= WHAT TO DO =
Output must match the records, character for character.

= DATA SECTION =
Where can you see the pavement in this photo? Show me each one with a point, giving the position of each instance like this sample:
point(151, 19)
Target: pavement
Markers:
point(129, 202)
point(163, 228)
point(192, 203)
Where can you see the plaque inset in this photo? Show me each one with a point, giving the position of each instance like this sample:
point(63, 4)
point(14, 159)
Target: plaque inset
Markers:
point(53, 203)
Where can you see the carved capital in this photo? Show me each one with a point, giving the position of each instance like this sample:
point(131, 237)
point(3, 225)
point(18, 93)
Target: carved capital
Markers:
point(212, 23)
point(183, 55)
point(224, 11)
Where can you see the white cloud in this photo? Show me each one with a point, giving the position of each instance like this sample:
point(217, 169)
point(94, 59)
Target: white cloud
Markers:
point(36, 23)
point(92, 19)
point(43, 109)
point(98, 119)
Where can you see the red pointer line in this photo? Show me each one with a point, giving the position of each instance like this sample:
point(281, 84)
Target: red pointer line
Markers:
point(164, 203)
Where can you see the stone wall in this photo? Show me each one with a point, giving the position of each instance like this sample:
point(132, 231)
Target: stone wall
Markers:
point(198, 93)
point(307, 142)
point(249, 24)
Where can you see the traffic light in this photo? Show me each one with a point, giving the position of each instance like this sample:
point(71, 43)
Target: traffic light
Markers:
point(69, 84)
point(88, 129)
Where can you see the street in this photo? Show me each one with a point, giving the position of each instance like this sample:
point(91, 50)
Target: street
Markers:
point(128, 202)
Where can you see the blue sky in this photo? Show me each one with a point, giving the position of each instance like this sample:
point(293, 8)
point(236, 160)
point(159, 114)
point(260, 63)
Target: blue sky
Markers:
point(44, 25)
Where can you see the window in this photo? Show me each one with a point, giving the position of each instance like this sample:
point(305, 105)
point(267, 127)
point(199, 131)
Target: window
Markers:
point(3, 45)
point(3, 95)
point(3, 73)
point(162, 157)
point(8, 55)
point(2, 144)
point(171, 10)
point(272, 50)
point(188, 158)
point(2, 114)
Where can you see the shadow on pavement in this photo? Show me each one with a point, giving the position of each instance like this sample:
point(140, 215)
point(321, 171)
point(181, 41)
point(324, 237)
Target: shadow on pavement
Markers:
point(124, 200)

= OUTPUT OF THE EXERCISE =
Where can you see the pavement in this photo? Show me each one with a point, giving the position of each instance like this sample:
point(151, 19)
Target: pavement
Markers:
point(129, 202)
point(163, 228)
point(192, 203)
Where can you see the plaque inset in this photo? Show me each one with a point, giving the position of each instance like this sample:
point(63, 4)
point(14, 159)
Target: plaque inset
Markers:
point(53, 203)
Where can you see the carved capital in this photo? Show me each one with a point, giving the position of each instance like this sample:
point(131, 237)
point(3, 225)
point(18, 93)
Target: carved capital
Markers:
point(212, 23)
point(183, 55)
point(224, 11)
Where can you see the white cloud in this photo? Show me each one with a point, giving the position of each instance like this sample:
point(217, 169)
point(94, 59)
Target: white cloud
Markers:
point(36, 23)
point(92, 19)
point(43, 109)
point(98, 119)
Where can you see the red pointer line in this photo? Show me each one with a point, giving the position of each instance like this sample:
point(281, 84)
Target: red pointer line
Markers:
point(164, 203)
Where can you see the stone wall in this photo? Show me each one with a point, giving the position of each instance like this sample:
point(132, 231)
Target: stone wall
Markers:
point(198, 93)
point(307, 142)
point(249, 24)
Where can you see the traffic light in this photo? Show me each one with a point, giving the position of each instance like this sample:
point(71, 43)
Target: traffic light
Markers:
point(69, 84)
point(88, 129)
Where can you see the street in this photo? Show me each one with a point, giving the position of each instance like this sample:
point(91, 50)
Target: street
Markers:
point(128, 202)
Where can you see the blue sky in this photo? Show me each one with a point, giving the position of each instance like this sample:
point(293, 8)
point(236, 160)
point(159, 114)
point(260, 63)
Target: blue sky
Markers:
point(44, 25)
Where can you see the window in this photo? Show me each one with a point, giving the position of each instance like this sample:
point(305, 105)
point(267, 127)
point(199, 131)
Target: window
Markers:
point(3, 45)
point(3, 95)
point(3, 73)
point(162, 157)
point(8, 55)
point(2, 144)
point(171, 10)
point(272, 50)
point(188, 158)
point(2, 114)
Where can you see the shadow on pavement in this photo? Show me each one with a point, giving the position of each instance like this sample:
point(140, 215)
point(321, 171)
point(181, 41)
point(324, 237)
Target: shadow on pavement
Markers:
point(124, 200)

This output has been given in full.